§ Document extract
•••

IN THE HIGH COURT OF FIJI
AT SUVA
CIVIL JURISDICTION


CIVIL ACTION NO.: HBC 453 OF 2008


BETWEEN:


LAVENIA RADITORA
Plaintiff


AND:


ONISIMO NAILOVU AND ESALA JAMES
1st Defendants


COMMISSIONER OF POLICE
2nd Defendant


ATTORNEY-GENERAL OF FIJI
3rd Defendant


Counsel: Mr. Maharaj & Ms. Maharaj for Plaintiff
Mr. Vakaloloma for 1st Defendants
Mr. Singh for 2nd and 3rd Defendants


Date of Hearing: Friday 9th January, 2009
Date of Ruling: Tuesday 13th January, 2009


DECISION


[1] The Plaintiff, Lavenia Raditora, by way of motion seeks the following Orders:


(a) Mandatory injunction ordering the 2nd Defendant to forthwith release the motor vehicle registration No. DY298 currently in the custody and possession of the 2nd Defendant to the Plaintiff.

(b) An Order restraining the 1st and 2nd Defendants by themselves through their servants and agents, howsoever from taking possession of any of the items referred to in paragraph 1 of the Statement of Claim and further restraining them from threatening or threatening to assault or in any way harm the Plaintiff and or coming within touching distance of the Plaintiff.

(c) An order for costs of this application against the Defendants jointly or severally on indemnity basis.

(d) Such further and other relief.

[2] The application was made ex-parte, but on the Court’s directive it was heard inter parte.

•••

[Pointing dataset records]
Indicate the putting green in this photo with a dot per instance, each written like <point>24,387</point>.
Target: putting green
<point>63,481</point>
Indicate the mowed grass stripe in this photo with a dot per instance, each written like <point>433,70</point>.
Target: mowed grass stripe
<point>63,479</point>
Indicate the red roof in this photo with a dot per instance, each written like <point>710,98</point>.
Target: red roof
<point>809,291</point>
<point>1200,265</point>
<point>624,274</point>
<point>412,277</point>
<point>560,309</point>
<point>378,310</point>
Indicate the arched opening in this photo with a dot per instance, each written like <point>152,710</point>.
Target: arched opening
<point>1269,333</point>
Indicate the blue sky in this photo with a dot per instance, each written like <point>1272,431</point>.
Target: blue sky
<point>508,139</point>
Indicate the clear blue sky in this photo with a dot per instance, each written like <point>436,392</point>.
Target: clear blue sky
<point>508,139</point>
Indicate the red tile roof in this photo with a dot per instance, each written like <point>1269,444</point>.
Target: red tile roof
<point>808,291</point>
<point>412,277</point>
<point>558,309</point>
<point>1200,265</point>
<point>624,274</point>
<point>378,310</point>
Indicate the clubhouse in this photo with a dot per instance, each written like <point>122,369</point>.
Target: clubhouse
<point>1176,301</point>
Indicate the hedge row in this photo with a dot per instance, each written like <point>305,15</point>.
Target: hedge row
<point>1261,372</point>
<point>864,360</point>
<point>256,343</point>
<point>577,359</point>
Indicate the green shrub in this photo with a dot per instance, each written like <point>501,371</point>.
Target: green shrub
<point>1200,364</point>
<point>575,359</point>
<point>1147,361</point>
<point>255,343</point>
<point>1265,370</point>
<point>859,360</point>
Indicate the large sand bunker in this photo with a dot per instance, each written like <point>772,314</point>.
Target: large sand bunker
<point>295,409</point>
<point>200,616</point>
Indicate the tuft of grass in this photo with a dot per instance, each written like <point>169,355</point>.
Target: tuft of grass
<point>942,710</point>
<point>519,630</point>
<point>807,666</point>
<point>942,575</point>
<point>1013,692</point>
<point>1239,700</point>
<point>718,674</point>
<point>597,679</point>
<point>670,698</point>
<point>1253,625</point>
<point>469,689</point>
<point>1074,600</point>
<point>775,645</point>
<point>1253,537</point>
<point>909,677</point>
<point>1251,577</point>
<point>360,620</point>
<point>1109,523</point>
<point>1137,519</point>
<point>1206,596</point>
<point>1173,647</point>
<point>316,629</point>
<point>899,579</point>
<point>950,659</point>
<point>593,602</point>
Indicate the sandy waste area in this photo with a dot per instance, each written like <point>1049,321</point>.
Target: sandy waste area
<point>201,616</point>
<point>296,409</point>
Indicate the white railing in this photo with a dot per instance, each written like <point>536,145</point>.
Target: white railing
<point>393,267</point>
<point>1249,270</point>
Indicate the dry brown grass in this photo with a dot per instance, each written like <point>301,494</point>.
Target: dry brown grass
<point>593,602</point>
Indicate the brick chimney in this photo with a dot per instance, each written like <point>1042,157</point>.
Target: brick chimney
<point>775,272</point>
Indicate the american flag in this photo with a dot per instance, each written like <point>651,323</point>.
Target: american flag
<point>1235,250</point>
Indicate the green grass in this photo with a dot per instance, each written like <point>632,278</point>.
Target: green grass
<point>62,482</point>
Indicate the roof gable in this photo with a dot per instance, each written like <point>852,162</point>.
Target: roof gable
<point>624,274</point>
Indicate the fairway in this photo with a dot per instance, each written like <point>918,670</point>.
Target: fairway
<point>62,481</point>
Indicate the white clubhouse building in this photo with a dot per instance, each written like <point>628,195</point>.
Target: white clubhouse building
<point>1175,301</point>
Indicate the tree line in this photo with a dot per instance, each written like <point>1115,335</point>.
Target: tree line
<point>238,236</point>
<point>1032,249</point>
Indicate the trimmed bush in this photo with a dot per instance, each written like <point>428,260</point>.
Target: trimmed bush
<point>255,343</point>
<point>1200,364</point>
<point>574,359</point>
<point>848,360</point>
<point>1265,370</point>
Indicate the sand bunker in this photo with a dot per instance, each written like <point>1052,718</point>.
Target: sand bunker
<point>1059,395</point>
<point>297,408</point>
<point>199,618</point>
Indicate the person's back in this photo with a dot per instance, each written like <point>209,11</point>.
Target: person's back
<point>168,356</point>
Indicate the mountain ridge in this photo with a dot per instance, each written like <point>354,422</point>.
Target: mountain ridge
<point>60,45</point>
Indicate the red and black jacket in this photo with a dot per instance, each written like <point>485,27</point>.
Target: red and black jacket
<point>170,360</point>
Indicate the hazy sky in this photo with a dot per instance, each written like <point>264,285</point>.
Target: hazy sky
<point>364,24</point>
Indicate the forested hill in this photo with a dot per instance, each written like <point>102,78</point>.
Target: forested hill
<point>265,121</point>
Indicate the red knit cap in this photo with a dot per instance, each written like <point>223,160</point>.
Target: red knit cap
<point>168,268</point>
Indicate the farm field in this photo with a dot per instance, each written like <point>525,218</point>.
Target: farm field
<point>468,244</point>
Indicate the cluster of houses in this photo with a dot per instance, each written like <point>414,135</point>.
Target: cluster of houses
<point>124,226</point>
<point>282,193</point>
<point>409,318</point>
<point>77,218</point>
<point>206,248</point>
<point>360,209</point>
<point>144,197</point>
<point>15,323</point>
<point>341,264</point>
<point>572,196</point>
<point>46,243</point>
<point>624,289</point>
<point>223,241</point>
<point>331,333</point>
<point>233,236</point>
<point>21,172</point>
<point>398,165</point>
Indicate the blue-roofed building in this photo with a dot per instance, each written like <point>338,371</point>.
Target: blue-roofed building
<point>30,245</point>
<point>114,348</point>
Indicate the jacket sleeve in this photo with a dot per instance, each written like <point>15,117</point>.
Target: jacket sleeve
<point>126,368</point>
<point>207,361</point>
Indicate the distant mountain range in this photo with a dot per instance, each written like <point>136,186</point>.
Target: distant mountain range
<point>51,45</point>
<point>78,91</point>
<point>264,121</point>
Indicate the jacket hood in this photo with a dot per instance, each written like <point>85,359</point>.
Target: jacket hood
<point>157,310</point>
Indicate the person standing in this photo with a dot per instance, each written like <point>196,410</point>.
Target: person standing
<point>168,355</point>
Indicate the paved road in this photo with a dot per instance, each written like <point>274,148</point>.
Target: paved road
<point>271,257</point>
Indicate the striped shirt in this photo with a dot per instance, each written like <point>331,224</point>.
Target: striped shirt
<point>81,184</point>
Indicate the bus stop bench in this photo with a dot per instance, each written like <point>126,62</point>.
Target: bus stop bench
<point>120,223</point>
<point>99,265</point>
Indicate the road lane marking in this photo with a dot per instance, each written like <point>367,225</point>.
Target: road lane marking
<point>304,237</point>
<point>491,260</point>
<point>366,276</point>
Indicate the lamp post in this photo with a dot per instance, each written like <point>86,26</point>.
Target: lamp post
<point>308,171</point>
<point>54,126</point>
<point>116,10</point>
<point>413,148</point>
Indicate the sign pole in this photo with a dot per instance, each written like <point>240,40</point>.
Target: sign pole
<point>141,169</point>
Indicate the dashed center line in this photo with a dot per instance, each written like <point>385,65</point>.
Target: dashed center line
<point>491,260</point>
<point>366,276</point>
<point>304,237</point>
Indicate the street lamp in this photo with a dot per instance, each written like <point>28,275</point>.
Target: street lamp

•••

§ Task to carry out
Carry on the court decision from the end of its last paragraph.

§ Output for this exercise
[3] The 1st Defendants are brothers. Defendant Esala James is a police officer by profession. The Plaintiff is their niece. The 1st Defendants’ father, Esala Nawaqaliva, who was also the Plaintiff’s grandfather, in his Will gave all his assets to the Plaintiff upon his death.


[4] After Esala Nawaqaliva’s death, the Plaintiff applied to the High Court for Letters of Administration in her late grandfather’s estate. On 10 July 2007, the Master of the High Court granted the application and made the following orders:


  1. That the typewritten documents dated 6th January 2007 as contained in two papers is admissible as the original last will and testament for the purpose of grant of Letters of Administration with Will annexed.
  2. That Lavenia Raditora is granted the right to apply for Letters of Administration with Will annexed as the intended Administratrix of Letters of Administration with Will annexed for the Estate of Esala Nawaqaliva.

[5] Following the Orders of the Master of the High Court, the Acting Chief Registrar issued copy of Letters of Administration No. 46517 in the name of the estate of Esala Nawaqaliva, naming the Plaintiff as the Sole Executrix and Trustee of the said estate.


[6] On 17 December 2007, a Writ of Summons against the Defendants was issued by the Plaintiff, in which the following reliefs were pleaded:


(a) An Order for return of motor vehicle DY298 to the Plaintiff;


(b) An Order for return of 1x15 horsepower Johnson outboard engine or alternatively damages;


(c) General damages;


(d) An injunction restraining the Defendants either by themselves through their servants and/or agents, howsoever from trespassing into Plaintiff’s property at 26 Delainavesi Road, Lami taking possession of any of the properties referred to in paragraph (a) above threatening, molesting or to come within touching distance of the Plaintiff;


(e) A declaration that the third named Defendants’ failure to release the vehicle to the Plaintiff was without any basis and wrongful;


(f) Costs on indemnity basis;


(g) Such further and other relief.


[7] This application for injunction and restraining order followed the Writ of Summons.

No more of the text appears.